# Tasks to complete:
1 – In the Liberty Party address, how many slaves does the party say it is working to free?
2 – Resume the Liberty Party address to the colored people of the Northern States, picking up right after its last sentence.

# Source passage:
—————

This issue includes Gerrit Smith's "Address of the Liberty Party to the Colored People of the Northern States" on African-American self-determination and ambition. (p1/c4-6)
BRETHERN—We are engaged "arm and soul," in breaking the chains of three millions of Slaves. We need your help. You are under peculiar obligations to give it. From the fact, that you and these slaves belong to the same variety of the human family, and that many of you, and all of your ancestors, have been slaves, it is but natural, that the horrors of slavery should be ever before you, and ever arousing you to efforts for the deliverance of its victims. Nevertheless, so far from your being the most prompt and efficient helpers of our work, you are among the greatest hinderances to it.
The doctrine of the slaveholders is, that the negro is fit for no other condition than slavery. We need not say, that our doctrine is, that every man is fit for liberty, and no man for slavery. The slaveholders hope for your ill-doing and debasement, that their doctrine may, thereby, be justified. We hope for your well-doing and elevation, that it may, thereby, be refuted. Readily and joyfully, do we admit, that many of you are doing much to refute it. Many of you are manifesting many qualities of head and heart, which prove the negro to be as much a man as is any other variety of man. A few of you are adorning learned professions. Most of you are industrious; and many of you, combining economy with industry, are enabled to enjoy the comforts, and, in not rare instances, the elegancies and refinements of life. Nevertheless, it remains true, that, as a people, you are doing far less than you should, to shame the slaveholders out of their wicked and absurd doctrine, that the negro is fit for slavery only.

—————

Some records
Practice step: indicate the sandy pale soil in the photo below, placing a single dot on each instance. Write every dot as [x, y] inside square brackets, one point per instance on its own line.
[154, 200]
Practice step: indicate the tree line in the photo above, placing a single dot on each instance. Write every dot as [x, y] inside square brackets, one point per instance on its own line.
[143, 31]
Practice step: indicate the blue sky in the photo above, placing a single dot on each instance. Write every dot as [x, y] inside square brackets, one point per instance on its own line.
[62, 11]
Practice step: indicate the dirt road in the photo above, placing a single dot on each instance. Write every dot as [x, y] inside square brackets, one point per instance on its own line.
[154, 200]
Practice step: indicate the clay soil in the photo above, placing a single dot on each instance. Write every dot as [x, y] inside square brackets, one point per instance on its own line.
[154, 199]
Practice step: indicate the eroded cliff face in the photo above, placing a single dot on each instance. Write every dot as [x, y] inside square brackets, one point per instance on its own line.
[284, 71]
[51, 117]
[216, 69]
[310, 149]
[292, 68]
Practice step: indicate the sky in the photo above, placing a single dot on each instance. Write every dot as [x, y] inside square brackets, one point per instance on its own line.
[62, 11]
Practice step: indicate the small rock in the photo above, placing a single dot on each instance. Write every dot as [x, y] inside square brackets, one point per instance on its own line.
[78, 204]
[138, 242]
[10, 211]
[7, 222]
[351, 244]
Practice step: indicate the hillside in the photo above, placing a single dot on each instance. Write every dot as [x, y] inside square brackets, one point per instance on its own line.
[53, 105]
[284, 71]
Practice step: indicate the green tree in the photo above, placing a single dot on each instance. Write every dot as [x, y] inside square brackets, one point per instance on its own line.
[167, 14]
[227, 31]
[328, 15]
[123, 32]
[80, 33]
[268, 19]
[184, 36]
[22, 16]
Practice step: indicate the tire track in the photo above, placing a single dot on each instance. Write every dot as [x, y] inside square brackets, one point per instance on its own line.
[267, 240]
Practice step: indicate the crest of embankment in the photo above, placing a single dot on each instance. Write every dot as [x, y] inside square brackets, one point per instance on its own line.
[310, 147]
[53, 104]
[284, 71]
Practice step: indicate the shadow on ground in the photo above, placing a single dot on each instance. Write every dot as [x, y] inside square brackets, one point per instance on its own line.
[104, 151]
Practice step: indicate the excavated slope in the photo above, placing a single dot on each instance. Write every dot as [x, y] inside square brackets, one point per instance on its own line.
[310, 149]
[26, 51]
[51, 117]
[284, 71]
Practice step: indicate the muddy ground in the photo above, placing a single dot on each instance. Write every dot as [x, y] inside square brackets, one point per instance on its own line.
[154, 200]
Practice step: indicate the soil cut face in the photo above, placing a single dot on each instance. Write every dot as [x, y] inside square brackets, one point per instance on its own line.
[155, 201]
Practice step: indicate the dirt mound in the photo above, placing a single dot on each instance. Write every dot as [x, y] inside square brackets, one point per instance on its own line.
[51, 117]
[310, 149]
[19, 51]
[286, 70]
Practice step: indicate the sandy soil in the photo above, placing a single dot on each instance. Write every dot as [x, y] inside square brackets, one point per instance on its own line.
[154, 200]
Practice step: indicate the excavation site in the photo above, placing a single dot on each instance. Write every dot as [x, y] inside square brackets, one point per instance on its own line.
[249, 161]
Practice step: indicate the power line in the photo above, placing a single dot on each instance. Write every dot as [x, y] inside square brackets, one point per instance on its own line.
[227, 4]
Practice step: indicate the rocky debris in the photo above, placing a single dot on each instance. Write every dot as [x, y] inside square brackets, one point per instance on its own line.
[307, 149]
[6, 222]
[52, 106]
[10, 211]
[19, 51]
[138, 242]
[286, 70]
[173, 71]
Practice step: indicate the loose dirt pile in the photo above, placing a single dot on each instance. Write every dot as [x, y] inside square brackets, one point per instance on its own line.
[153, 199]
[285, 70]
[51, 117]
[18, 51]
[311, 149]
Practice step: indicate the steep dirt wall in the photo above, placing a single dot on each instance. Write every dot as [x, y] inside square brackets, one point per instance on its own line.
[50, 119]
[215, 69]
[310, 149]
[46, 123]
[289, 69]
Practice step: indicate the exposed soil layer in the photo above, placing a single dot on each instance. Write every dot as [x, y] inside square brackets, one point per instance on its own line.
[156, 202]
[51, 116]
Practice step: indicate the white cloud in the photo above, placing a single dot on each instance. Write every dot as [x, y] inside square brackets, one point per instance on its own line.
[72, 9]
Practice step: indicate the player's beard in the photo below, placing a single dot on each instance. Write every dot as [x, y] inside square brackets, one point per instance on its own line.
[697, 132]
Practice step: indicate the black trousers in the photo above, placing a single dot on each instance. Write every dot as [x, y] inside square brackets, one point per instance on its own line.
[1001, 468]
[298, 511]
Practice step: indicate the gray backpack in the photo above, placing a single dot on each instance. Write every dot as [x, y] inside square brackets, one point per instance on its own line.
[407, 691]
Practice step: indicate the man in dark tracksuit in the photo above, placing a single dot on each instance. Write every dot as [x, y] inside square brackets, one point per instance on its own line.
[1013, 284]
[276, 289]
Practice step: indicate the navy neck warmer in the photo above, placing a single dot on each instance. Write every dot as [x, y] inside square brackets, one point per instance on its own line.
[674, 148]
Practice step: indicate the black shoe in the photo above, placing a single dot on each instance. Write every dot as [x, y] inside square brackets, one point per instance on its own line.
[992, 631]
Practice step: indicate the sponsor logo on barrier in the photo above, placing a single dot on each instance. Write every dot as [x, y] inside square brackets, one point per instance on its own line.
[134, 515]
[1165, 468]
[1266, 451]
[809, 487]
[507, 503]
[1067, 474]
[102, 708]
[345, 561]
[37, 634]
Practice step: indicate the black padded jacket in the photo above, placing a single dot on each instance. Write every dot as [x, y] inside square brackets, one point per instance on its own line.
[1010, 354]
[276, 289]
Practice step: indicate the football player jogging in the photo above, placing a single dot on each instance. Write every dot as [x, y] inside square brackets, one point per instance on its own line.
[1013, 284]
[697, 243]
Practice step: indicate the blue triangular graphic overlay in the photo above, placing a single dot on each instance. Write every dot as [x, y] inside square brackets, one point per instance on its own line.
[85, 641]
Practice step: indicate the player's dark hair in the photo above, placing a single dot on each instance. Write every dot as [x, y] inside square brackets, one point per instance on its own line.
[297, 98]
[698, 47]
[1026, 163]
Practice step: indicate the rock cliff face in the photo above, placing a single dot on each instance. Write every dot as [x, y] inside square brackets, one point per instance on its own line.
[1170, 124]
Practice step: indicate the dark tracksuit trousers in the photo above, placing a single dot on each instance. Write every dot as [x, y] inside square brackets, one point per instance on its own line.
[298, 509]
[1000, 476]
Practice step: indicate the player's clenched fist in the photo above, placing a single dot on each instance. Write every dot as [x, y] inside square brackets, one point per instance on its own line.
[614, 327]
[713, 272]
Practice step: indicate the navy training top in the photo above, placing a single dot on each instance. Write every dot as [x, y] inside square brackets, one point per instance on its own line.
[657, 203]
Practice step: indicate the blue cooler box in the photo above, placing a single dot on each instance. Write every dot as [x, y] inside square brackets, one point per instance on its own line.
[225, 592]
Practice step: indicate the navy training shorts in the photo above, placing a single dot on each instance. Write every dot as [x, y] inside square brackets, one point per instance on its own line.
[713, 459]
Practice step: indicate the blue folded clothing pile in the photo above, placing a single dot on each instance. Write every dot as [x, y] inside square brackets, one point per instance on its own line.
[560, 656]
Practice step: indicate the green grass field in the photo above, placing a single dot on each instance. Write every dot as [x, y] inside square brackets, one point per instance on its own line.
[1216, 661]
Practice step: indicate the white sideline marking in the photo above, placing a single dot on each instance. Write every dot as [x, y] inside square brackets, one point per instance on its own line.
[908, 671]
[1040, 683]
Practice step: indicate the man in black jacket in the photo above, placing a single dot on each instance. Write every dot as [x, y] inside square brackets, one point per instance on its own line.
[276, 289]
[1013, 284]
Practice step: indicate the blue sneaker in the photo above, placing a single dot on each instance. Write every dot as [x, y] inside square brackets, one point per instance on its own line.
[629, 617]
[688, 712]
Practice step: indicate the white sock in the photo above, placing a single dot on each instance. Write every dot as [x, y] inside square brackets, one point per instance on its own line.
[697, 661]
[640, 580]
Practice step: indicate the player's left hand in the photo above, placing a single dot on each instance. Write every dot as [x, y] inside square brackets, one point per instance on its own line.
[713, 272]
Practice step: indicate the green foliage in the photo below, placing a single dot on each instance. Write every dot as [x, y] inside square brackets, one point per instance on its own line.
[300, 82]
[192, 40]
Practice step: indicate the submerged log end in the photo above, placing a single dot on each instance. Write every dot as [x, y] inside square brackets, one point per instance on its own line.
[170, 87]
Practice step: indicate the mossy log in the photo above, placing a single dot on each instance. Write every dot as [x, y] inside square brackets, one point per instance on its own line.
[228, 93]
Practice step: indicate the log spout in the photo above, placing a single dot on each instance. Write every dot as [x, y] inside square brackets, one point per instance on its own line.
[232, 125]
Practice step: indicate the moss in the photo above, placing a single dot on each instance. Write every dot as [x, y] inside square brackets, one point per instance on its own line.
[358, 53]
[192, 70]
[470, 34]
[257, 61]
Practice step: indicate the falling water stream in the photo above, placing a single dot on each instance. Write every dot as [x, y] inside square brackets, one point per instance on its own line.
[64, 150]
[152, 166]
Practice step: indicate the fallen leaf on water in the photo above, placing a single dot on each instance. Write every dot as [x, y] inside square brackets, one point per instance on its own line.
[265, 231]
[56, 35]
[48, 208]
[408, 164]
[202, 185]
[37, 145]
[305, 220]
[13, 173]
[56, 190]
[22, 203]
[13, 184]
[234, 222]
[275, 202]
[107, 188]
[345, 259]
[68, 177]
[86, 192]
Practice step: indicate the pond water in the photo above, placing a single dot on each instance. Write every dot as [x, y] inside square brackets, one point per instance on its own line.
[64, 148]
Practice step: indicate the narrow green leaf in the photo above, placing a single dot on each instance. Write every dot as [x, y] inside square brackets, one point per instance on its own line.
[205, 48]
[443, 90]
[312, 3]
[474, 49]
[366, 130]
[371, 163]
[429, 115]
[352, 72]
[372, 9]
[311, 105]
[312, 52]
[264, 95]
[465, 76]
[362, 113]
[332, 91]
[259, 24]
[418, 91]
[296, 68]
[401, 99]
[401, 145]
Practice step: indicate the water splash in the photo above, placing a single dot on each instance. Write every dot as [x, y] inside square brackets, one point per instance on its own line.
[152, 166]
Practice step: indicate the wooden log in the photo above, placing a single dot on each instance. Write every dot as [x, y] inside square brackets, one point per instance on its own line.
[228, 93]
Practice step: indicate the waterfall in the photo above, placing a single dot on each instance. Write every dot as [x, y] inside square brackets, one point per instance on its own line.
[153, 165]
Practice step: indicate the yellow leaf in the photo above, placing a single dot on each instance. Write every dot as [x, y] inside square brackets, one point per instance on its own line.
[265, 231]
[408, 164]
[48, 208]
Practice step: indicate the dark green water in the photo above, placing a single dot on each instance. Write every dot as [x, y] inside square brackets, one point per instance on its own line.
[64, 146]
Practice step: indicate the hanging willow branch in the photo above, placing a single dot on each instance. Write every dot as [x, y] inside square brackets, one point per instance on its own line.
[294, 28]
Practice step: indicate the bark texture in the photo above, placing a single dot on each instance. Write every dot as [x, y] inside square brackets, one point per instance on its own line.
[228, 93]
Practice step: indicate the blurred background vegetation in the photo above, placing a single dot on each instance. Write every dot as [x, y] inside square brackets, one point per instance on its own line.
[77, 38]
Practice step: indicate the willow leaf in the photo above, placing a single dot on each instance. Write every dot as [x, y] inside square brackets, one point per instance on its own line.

—————

# Written responses:
1 – Three millions of slaves.

2 –
Now, say no, in vindication of yourselves, that you can afford to be brought into comparison with the whites. You are under the necessity of being better than the whites, because the prejudice of color, which, in this land, is as mighty as it is mad, is for them and against you. They sail with the tide; you against it. They may be idlers, and yet be respected. But, if your industry relax, you are denounced as lazy. They may be spendthrifts, without greatly, or at all, harming their reputation. But yours is ruined, unless you are rigid economists. They may indulge in intoxicating drinks, and, yet, be counted with the sober. You must be teetotallers, or pass for drunkards. Profanity and licentiousness in them may go unrebuked. But you cannot be guilty of these vices, without being disgraced and made vile by them. They can afford to be without knowledge—even without the knowledge of the alphabet. But the most ignorant of them will make merry over your ignorance, and despise you for it. They can join secret societies, and yet be respected. But, if you indulge in the puerilities and fooleries of the Regalia and Processions of secret societies, you are laughed at for the nonsense, and are denounced for such wicked waste of your wages.
We said, that you are under the necessity of being better than the whites. We admit that it is unreasonableness and cruelty, which have forced this necessity upon you. But, is it for that reason a less wholesome necessity? Are you, therefore, to be less thankful to God for it?—and less prayerful to Him for that measure of grace, which will enable you to live up to the whole extent of the demands of this necessity? Happy, thrice happy, the people, who are compelled to have, if they but show themselves worthy to have, a higher standard of circumspection, propriety, and wisdom, than have others! Happy, thrice happy, the people, who are under peculiar obligations to be industrious, and frugal, and learned, and virtuous, if only a heart be given them to respond to these obligations!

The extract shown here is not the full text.